** START **

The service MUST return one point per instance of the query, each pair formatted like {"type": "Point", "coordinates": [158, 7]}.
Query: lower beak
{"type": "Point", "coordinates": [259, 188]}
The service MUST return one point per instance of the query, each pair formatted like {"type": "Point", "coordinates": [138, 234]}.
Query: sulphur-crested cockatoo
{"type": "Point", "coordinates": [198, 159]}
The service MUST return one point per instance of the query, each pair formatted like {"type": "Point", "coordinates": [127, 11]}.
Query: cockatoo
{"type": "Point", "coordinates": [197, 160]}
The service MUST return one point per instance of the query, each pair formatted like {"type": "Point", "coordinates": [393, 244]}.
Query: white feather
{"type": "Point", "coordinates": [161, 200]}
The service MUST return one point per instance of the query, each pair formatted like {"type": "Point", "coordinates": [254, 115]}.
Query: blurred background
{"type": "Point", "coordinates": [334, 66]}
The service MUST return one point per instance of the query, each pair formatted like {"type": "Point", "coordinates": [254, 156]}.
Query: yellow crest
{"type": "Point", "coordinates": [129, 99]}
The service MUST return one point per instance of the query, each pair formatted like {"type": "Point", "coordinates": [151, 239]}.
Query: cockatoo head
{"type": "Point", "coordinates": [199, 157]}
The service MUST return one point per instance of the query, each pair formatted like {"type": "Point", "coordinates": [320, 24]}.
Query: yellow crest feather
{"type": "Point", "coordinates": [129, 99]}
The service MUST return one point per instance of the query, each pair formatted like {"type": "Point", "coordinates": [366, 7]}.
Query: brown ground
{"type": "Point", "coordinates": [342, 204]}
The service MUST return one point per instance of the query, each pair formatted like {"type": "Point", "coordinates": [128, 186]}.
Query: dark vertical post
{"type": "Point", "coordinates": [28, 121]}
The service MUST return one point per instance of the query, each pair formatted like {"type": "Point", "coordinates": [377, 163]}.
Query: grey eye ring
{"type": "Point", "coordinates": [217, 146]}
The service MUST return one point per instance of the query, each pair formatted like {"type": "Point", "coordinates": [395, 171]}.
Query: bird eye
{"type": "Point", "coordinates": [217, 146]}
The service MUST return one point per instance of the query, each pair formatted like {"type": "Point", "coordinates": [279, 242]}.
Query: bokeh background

** END **

_Exercise goal_. Exactly as written above, please repeat the entries.

_Final result_.
The service MUST return one point per instance of the query, each pair formatted like {"type": "Point", "coordinates": [158, 7]}.
Query: lower beak
{"type": "Point", "coordinates": [259, 188]}
The service MUST return one point per instance of the query, each pair formatted like {"type": "Point", "coordinates": [138, 234]}.
Query: sulphur-crested cockatoo
{"type": "Point", "coordinates": [198, 159]}
The service MUST return one point per instance of the query, each pair formatted like {"type": "Point", "coordinates": [127, 11]}.
Query: cockatoo
{"type": "Point", "coordinates": [197, 160]}
The service MUST return one point per instance of the query, each pair formatted like {"type": "Point", "coordinates": [393, 244]}.
Query: white feather
{"type": "Point", "coordinates": [161, 200]}
The service MUST return one point per instance of the query, each pair formatted like {"type": "Point", "coordinates": [254, 115]}.
Query: blurred background
{"type": "Point", "coordinates": [334, 66]}
The service MUST return one point per instance of the query, each pair formatted like {"type": "Point", "coordinates": [254, 156]}.
Query: yellow crest
{"type": "Point", "coordinates": [129, 99]}
The service MUST return one point per instance of the query, each pair formatted like {"type": "Point", "coordinates": [151, 239]}.
Query: cockatoo head
{"type": "Point", "coordinates": [199, 157]}
The service MUST return one point per instance of the query, each pair formatted like {"type": "Point", "coordinates": [320, 24]}.
Query: yellow crest feather
{"type": "Point", "coordinates": [129, 99]}
The service MUST return one point per instance of the query, each pair formatted like {"type": "Point", "coordinates": [366, 7]}.
Query: brown ground
{"type": "Point", "coordinates": [342, 204]}
The service MUST return one point per instance of the query, each pair formatted like {"type": "Point", "coordinates": [128, 186]}.
Query: dark vertical post
{"type": "Point", "coordinates": [28, 121]}
The service MUST return one point per instance of the query, each pair formatted like {"type": "Point", "coordinates": [377, 163]}.
Query: grey eye ring
{"type": "Point", "coordinates": [217, 146]}
The service MUST return one point per instance of the query, each pair formatted like {"type": "Point", "coordinates": [395, 171]}.
Query: bird eye
{"type": "Point", "coordinates": [217, 146]}
The service MUST return one point per instance of the query, each pair formatted like {"type": "Point", "coordinates": [279, 242]}.
Query: bokeh background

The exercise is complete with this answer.